*GIVEN EXERCISE 1*
Can you quote the student loan passage below word for word, in full?

*TEXT SEGMENT*
↓

With increasing expenses going towards attaining a higher education, and a decreasing amount of available resources to fall back on, it’s more important than ever to understand the dynamics of managing student loans before and after graduation. Increased loan debt not only dampens the economy but potential income as well.
Here is some helpful information on repayment plans and those that can aid in paying off student loans.
• Standard plans have the shortest term agreement. Payments are fixed at a sum of at least $50 monthly and are contracted for up to 10 years. With this plan, the borrower will pay less interest over time than other plans.
• Graduated payments are low at first and then increased about every two years. Plan terms are for 10 years like the Standard plan, but more interest is paid over time.
• Extended payments can be fixed or graduated. Monthly payments are lower than the Standard plan if your total loan amount is more than $30,000. This plan has a timeline of 12-15 years. Like the Graduated plan, you will pay more over time.

↑

*GIVEN EXERCISE 2*
Would you write out the rows again, from the line with "Reviewer note. Confirm that each instance of the shop window" to the line with "<point>98,461</point>", keeping the request line and increasing every coordinate in the answers by 85, with nothing else added?

*LISTED ENTRIES*
↓

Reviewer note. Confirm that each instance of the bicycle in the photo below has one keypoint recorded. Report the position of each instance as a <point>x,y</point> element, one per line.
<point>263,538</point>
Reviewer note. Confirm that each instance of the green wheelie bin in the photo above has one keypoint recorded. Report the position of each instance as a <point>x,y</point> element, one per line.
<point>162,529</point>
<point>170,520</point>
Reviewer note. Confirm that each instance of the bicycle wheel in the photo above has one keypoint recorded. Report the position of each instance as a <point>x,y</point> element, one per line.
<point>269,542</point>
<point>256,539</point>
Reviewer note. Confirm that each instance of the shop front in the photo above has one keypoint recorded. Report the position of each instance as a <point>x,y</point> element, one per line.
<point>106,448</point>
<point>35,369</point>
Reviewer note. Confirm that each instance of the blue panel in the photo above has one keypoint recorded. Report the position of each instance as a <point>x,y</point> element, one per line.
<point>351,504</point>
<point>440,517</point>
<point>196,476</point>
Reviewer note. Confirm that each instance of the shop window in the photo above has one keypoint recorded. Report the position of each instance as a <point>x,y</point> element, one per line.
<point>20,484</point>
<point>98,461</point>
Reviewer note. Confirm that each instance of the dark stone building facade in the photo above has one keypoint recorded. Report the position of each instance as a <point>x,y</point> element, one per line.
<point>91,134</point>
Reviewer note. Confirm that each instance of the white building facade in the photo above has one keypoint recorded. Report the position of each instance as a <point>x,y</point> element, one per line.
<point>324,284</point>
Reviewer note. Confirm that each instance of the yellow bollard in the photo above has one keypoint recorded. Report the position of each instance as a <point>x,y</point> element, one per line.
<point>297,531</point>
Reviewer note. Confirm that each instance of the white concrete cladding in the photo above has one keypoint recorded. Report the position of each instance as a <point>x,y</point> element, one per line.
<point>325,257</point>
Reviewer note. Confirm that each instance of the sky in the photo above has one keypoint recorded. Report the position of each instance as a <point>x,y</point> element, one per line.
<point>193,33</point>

↑

*SOLUTION 1*
With increasing expenses going towards attaining a higher education, and a decreasing amount of available resources to fall back on, it’s more important than ever to understand the dynamics of managing student loans before and after graduation. Increased loan debt not only dampens the economy but potential income as well.
Here is some helpful information on repayment plans and those that can aid in paying off student loans.
• Standard plans have the shortest term agreement. Payments are fixed at a sum of at least $50 monthly and are contracted for up to 10 years. With this plan, the borrower will pay less interest over time than other plans.
• Graduated payments are low at first and then increased about every two years. Plan terms are for 10 years like the Standard plan, but more interest is paid over time.
• Extended payments can be fixed or graduated. Monthly payments are lower than the Standard plan if your total loan amount is more than $30,000. This plan has a timeline of 12-15 years. Like the Graduated plan, you will pay more over time.

*SOLUTION 2*
Reviewer note. Confirm that each instance of the shop window in the photo above has one keypoint recorded. Report the position of each instance as a <point>x,y</point> element, one per line.
<point>105,569</point>
<point>183,546</point>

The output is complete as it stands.